* Descrição da tarefa
Dê sequência ao texto sobre o filme de Petrus ambientado num vilarejo de pescadores, começando logo depois da última frase.

* Texto do documento
---
Dono de uma das obras mais autorais do cinema brasileiro contemporâneo, com O Grão, Mãe e Filha e Clarisse ou Alguma Coisa sobre Nós Dois, Petrus partiu de um conto do escritor Carlos Emílio Corrêa Lima, de apenas três páginas. Pensou, de início, em transformar a história num filme poderosamente visual, como é até sua marca – o diretor também fotografa seus próprios filmes – e sem palavras. Desistiu desse projeto certamente hermético ao longo do processo de criação do roteiro, do qual participaram seu pai, o também cineasta Rosemberg Cariry, e Firmino Holanda. E, como é também marca de Petrus, a história foi sendo modificada no set, no cenário paradisíaco da praia das Fontes, em Beberibe, próximo de Fortaleza, e por uma peculiar e sombria intromissão da vida real.
 
Filmada em 2016, esta história de um vilarejo de pescadores isolados, cuja rotina é rompida pela chegada de uma mulher pelo mar, Ana (Sâmia de Lavor), foi atravessada pelo processo de impeachment da presidenta Dilma Rousseff, que Petrus acompanhava febrilmente nos intervalos da filmagem. “O real invadiu, mas eu só percebi isso depois, naquela nossa história que retrata pessoas tentando a tomada de um barco e de uma mulher explorada por muitos ”, admitiu Petrus, na coletiva de imprensa do Cine Ceará 2018, em que o filme venceu quatro prêmios (fotografia, trilha sonora original, som e Olhar Universitário).
 
Esta qualidade de metáfora do País pode até passar despercebida de muitos, devido à natureza poética em que a narrativa é estruturada, acompanhando a tentativa de duas mulheres, a matriarca Esmíria (Verônica de Lourdes), mãe de 26 filhos, nomeados cada um com uma letra do alfabeto, e a forasteira Ana, que encanta os pescadores com a sexualidade de seu corpo e o feitiço de suas histórias, de disputar o controle e as vontades desta comunidade que parece fora de tempo e lugar. Estas mulheres puxam, cada uma para um lado, A (Rômulo Braga), o filho mais velho de Esmerina, que oscila entre a ligação visceral com seu clã e o desejo de partir que é suscitado por Ana.
---
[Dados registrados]
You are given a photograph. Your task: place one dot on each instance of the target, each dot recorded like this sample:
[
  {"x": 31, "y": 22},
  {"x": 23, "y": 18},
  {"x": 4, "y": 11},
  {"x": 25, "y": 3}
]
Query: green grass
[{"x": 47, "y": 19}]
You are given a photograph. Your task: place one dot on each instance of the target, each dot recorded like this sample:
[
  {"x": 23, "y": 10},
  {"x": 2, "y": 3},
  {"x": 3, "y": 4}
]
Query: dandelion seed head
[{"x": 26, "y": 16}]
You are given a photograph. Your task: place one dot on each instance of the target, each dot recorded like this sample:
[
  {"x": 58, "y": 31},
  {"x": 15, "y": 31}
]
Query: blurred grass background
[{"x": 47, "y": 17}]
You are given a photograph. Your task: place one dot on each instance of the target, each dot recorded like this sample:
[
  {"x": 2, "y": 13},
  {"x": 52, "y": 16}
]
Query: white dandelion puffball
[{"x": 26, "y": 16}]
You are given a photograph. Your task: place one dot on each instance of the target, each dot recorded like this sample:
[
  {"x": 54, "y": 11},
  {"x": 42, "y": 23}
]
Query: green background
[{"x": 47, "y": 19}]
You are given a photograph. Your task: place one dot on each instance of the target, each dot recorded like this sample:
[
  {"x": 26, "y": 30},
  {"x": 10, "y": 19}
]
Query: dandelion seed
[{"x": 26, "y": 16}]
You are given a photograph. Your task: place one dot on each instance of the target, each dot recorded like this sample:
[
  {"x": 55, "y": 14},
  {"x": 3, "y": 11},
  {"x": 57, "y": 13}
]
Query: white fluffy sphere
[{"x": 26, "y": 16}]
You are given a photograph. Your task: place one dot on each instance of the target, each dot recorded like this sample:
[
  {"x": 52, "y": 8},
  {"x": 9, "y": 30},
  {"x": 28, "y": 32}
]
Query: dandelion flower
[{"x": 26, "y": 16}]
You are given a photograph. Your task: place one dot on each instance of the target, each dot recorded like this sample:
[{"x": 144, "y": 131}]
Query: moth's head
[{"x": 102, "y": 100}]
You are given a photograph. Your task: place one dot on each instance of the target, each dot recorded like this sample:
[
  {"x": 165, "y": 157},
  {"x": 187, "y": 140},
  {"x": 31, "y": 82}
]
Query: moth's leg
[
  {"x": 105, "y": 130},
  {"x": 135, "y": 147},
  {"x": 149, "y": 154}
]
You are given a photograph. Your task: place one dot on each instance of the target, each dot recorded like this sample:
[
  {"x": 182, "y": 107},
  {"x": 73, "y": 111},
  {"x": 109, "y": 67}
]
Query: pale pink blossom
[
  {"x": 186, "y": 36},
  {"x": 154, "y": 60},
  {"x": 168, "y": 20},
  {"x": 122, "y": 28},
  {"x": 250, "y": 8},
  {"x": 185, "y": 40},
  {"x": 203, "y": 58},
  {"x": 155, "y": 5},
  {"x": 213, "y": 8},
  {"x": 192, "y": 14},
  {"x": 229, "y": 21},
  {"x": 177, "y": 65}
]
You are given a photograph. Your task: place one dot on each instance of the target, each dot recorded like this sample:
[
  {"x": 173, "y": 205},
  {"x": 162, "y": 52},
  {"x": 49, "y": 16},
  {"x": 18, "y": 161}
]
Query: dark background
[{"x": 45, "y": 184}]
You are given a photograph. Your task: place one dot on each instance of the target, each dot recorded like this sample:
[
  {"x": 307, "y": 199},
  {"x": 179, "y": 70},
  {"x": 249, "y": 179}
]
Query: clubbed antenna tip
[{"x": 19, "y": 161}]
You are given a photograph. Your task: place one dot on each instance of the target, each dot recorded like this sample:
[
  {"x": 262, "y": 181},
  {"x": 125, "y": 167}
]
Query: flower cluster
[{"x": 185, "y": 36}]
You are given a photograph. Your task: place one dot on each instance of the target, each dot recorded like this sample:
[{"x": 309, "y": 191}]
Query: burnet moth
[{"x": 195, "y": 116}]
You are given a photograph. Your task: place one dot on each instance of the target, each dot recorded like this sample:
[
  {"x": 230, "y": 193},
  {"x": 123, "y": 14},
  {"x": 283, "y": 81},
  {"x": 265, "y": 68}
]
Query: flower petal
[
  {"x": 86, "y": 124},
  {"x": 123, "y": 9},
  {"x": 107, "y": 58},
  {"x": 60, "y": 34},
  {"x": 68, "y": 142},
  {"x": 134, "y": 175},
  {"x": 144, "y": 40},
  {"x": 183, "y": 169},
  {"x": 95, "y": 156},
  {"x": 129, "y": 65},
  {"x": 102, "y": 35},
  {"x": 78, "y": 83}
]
---
* Resposta da tarefa
 
Ao mesmo tempo, O Barco pode ser lido como metáfora de um país disputado por muitas narrativas e que, em alguns momentos, parece estranhamente privado dos sentidos básicos – uma condição que é encarnada tanto por um pescador cego (Everaldo Pontes) quanto pelo pescador Pedro (Nanego Lira), pai da enorme família, que abre mão de falar depois de uma grande perda.
 
Muitas leituras, certamente, são possíveis a partir das imagens sedutoras, impactantes, hipnóticas deste filme que, apesar das aparências, foi fotografado praticamente apenas com luz natural e de alguns lampiões e candeeiros nas cenas noturnas. No som, aspecto a que Petrus dedica quase tanto tempo e apuro quanto na montagem (que ele assina com Firmino Holanda), foi aumentado o tom de alguns ruídos naturais, como o onipresente murmúrio do mar, para criar tensão, aproximando esse murmurar de timbres metálicos. Aí, Petrus confessa uma de suas admirações, o tailandês Apichatpong Weerasethakul, que “igualmente processa muitos seus sons de floresta”. A iluminação minimalista dos candeeiros é uma inspiração declarada nas luzes de velas de Barry Lyndon, de Stanley Kubrick.
 
De todo modo, trata-se de uma fábula, que flerta decididamente com o fantástico desde a origem literária – Corrêa Lima é autor de contos sempre nesta linha e muito sintéticos, o que forçou o cineasta a expandir este universo e seus diálogos.